* [WRITTEN EXERCISE]: Which lines of the listing below contain the word "white"? Find them and copy each one in full, treating case as significant.

** begin EXERCISE MATERIALS **

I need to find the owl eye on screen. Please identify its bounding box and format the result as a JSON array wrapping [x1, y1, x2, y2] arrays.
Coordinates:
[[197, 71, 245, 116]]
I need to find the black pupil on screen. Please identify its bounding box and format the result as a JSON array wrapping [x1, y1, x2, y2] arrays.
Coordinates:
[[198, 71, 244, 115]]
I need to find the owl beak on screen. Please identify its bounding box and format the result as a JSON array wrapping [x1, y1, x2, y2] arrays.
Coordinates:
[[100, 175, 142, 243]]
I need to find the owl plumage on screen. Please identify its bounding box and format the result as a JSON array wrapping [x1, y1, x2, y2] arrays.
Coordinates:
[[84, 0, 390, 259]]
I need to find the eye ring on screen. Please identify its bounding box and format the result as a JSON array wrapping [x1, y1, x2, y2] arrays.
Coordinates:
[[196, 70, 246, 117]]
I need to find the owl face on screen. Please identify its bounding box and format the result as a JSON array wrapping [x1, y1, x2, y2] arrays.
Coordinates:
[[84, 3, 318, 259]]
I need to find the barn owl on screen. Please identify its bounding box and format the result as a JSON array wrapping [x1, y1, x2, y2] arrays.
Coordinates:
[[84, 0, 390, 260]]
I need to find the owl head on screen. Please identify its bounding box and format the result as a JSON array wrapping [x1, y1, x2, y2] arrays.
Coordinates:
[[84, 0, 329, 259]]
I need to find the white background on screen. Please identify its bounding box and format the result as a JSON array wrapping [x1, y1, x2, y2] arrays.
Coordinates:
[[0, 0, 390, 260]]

** end EXERCISE MATERIALS **
** begin EXERCISE MATERIALS **

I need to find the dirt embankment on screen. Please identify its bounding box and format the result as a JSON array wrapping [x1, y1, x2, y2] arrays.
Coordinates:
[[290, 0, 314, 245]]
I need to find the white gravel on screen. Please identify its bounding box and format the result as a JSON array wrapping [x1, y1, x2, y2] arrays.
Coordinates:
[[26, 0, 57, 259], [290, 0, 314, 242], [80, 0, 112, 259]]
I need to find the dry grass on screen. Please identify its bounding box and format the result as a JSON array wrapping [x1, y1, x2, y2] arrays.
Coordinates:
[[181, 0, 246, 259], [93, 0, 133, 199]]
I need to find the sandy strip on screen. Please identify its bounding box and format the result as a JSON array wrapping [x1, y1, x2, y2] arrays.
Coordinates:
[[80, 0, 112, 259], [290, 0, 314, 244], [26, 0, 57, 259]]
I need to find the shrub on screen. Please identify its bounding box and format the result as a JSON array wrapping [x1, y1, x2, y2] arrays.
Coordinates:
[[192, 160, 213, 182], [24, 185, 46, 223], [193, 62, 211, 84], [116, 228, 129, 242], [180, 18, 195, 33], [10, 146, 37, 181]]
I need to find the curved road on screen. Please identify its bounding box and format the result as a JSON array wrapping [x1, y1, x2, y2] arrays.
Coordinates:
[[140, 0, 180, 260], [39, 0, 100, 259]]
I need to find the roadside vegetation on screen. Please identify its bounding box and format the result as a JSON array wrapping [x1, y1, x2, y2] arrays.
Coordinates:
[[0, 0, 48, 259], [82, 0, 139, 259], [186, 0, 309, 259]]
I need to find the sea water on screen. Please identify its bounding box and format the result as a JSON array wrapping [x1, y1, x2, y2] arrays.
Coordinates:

** end EXERCISE MATERIALS **

* [OUTPUT]:
I need to find the white background on screen. Please identify its bounding box and format the result as a JSON array wrapping [x1, y1, x2, y2] arrays.
I need to find the white gravel on screen. Please identify its bounding box and format the result as a JSON array wrapping [x1, y1, x2, y2] arrays.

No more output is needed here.